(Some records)
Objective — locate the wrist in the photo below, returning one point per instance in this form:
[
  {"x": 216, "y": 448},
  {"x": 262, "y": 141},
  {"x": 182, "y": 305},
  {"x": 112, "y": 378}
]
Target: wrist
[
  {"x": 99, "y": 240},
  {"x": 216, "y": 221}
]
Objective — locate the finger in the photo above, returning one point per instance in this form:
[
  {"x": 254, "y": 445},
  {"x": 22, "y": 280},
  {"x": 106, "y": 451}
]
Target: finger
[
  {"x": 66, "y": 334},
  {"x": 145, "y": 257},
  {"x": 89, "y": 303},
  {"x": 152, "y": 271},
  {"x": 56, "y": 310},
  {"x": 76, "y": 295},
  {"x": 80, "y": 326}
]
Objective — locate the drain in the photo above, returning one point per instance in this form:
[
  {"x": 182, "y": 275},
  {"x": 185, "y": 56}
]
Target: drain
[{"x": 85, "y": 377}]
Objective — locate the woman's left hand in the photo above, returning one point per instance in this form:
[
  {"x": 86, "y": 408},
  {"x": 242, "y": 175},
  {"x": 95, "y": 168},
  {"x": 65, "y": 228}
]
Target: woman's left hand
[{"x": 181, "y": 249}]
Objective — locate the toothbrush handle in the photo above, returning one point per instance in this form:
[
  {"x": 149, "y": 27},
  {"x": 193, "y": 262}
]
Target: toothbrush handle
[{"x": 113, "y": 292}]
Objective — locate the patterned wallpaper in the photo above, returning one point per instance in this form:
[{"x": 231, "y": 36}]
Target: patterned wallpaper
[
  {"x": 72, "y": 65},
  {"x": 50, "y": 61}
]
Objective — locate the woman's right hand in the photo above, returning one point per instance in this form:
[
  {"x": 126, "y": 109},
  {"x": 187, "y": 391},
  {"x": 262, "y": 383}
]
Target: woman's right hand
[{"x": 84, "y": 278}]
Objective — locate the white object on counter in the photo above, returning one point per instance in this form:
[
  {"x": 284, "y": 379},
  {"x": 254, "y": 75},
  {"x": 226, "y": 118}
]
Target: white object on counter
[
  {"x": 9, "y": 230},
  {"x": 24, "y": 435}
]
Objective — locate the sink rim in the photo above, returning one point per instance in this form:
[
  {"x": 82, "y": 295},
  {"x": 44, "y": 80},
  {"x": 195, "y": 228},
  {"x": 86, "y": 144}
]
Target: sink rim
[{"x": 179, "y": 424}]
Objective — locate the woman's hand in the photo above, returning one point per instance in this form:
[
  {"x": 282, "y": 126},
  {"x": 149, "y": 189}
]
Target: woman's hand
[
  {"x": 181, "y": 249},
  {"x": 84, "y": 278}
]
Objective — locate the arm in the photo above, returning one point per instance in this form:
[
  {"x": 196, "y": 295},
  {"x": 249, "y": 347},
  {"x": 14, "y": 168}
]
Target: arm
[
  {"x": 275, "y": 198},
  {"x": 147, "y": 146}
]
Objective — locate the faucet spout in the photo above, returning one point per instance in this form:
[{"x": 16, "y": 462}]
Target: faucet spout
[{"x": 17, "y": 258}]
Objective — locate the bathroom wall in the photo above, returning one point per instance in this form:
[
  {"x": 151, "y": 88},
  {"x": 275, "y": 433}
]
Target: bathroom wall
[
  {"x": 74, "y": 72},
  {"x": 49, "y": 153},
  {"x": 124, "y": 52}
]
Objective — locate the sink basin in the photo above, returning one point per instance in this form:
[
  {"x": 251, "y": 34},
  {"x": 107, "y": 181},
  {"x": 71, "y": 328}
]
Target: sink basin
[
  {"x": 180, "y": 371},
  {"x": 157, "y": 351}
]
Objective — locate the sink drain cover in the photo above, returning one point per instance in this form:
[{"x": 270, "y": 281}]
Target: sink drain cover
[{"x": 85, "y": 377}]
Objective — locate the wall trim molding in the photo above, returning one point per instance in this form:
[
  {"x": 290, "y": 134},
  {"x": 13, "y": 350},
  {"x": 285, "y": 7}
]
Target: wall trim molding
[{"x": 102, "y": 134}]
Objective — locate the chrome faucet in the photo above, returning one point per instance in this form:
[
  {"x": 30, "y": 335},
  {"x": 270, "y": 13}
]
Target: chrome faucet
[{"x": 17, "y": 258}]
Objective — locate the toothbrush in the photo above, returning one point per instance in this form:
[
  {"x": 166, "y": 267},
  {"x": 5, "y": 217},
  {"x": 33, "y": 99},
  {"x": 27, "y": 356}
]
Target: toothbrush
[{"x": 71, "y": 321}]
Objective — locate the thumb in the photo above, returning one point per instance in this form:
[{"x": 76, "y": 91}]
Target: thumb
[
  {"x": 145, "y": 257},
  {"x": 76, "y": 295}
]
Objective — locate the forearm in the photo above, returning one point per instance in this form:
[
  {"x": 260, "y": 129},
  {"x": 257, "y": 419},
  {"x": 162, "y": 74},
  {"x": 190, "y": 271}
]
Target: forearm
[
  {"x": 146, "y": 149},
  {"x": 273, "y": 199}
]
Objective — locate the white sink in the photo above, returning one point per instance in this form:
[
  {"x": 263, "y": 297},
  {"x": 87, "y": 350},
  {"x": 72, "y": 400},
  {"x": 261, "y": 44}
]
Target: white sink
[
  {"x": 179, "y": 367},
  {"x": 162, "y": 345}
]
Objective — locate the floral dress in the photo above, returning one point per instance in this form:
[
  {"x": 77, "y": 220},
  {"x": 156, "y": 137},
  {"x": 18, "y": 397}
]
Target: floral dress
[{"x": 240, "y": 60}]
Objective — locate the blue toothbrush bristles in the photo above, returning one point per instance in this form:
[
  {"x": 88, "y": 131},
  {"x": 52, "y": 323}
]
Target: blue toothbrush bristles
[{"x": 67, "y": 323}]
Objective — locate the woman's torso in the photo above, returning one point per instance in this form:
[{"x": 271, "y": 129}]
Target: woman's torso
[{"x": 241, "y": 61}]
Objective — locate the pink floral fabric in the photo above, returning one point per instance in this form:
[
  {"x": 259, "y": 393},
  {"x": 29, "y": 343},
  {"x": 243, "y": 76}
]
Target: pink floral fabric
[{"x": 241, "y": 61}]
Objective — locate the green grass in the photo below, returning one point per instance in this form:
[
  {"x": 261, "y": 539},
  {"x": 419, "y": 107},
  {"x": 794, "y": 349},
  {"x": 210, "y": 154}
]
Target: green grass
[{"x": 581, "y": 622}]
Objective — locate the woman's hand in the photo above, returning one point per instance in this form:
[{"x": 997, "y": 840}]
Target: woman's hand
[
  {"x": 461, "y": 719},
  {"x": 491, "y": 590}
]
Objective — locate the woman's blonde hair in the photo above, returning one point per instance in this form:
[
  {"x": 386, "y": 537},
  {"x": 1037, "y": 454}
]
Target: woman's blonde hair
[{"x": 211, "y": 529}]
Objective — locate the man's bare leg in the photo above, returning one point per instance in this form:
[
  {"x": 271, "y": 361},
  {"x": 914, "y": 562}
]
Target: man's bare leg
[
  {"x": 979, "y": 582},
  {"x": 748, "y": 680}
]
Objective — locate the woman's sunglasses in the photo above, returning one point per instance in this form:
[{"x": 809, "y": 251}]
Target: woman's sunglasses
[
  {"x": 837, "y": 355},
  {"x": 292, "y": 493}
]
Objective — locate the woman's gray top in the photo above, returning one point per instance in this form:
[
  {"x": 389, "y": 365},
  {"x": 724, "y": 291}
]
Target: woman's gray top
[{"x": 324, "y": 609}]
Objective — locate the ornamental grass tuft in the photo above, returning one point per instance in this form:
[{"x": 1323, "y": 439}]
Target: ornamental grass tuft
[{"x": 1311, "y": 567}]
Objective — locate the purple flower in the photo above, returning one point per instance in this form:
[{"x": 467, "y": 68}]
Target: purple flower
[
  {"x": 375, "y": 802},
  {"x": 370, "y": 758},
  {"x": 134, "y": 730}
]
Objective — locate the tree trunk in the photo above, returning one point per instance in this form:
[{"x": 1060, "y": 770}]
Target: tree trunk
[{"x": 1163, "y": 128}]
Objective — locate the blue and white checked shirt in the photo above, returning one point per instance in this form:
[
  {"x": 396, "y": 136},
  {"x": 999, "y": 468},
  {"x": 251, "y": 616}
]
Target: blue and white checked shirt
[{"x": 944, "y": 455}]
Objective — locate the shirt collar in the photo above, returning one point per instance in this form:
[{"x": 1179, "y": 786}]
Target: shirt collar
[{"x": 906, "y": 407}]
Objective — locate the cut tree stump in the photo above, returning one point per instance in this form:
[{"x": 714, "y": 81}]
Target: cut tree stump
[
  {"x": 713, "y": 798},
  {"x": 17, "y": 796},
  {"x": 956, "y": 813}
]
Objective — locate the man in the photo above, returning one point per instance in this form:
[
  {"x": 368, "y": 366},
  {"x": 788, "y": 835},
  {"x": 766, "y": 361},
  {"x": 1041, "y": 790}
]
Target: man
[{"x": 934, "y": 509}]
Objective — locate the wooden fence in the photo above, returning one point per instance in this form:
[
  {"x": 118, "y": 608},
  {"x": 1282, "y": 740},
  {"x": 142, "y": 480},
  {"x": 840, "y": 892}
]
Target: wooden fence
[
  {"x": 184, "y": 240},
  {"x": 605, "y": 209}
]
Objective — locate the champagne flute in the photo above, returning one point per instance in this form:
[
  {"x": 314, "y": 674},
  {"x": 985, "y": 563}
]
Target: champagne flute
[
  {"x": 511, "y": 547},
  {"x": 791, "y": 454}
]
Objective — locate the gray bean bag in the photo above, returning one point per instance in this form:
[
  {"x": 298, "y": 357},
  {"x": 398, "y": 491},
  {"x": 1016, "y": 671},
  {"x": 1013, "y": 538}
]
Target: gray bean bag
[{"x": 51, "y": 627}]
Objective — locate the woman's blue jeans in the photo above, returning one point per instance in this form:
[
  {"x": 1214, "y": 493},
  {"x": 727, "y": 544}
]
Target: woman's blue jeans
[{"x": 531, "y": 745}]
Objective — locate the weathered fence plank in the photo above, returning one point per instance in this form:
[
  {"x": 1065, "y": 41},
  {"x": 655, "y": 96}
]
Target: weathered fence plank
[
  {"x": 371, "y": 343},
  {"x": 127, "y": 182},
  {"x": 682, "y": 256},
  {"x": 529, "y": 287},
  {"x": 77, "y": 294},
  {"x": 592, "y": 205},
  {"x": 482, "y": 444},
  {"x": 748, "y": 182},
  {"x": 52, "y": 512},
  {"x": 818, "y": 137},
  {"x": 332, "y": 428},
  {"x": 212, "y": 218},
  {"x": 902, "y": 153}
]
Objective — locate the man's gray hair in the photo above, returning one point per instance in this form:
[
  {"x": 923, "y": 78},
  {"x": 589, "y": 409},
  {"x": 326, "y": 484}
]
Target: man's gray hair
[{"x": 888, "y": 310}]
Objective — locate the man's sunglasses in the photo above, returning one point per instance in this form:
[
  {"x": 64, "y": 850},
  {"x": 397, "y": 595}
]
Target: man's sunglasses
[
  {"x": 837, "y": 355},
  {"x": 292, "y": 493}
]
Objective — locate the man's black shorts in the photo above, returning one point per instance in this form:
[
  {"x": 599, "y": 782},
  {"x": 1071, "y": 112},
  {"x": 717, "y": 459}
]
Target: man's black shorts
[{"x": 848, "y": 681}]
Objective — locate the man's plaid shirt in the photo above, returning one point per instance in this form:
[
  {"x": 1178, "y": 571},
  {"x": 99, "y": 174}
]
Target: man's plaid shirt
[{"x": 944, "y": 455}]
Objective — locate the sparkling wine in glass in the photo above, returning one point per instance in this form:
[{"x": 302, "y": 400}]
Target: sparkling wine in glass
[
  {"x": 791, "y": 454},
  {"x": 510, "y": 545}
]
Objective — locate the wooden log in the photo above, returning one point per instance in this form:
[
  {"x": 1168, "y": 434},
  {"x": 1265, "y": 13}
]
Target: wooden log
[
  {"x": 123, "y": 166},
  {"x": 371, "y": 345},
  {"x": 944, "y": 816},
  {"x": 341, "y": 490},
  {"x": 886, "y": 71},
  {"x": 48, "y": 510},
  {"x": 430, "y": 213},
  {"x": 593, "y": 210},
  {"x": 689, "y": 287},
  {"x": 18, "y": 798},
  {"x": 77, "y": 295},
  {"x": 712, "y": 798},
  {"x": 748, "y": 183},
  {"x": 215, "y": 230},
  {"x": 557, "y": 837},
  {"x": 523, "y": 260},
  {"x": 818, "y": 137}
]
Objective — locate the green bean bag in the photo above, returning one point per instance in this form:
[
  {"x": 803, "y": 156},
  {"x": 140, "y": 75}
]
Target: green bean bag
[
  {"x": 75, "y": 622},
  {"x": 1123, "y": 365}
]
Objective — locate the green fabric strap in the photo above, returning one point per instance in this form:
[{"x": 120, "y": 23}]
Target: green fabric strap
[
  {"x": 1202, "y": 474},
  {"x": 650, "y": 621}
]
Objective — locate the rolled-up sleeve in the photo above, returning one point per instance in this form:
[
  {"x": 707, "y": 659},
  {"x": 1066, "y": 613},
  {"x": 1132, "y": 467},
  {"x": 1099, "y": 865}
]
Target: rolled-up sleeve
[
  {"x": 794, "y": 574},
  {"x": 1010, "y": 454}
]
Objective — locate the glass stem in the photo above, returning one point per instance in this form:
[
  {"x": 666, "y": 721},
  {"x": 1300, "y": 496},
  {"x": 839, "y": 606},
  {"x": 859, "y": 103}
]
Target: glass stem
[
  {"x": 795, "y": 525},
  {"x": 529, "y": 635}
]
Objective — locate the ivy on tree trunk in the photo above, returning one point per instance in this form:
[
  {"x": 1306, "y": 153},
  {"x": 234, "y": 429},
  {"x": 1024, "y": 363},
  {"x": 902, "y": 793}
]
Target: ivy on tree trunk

# [DIRECTIONS FOR THIS TASK]
Repeat exactly, and only, the lines from the line with "Objective — locate the green fabric" through the end of the listing above, both ends included.

# [CORRECT OUTPUT]
Objective — locate the green fabric strap in the photo above, returning one point per instance in this form:
[{"x": 120, "y": 23}]
Target: green fabric strap
[
  {"x": 1202, "y": 474},
  {"x": 650, "y": 621}
]
Objective — locate the rolled-up sleeve in the photo above, returning one point per instance in this form:
[
  {"x": 707, "y": 659},
  {"x": 1066, "y": 613},
  {"x": 1132, "y": 467},
  {"x": 1099, "y": 865}
]
Target: rolled-up sleeve
[
  {"x": 794, "y": 574},
  {"x": 1010, "y": 454}
]
Objective — locate the glass stem in the photo above, returning one point per instance in this form:
[
  {"x": 666, "y": 721},
  {"x": 1300, "y": 496},
  {"x": 839, "y": 606},
  {"x": 859, "y": 103}
]
Target: glass stem
[
  {"x": 795, "y": 525},
  {"x": 529, "y": 635}
]
Objective — locate the ivy on tree trunk in the photo above, returning one point per instance in this form:
[
  {"x": 1306, "y": 153},
  {"x": 234, "y": 429},
  {"x": 1024, "y": 363},
  {"x": 902, "y": 793}
]
Target: ivy on tree trunk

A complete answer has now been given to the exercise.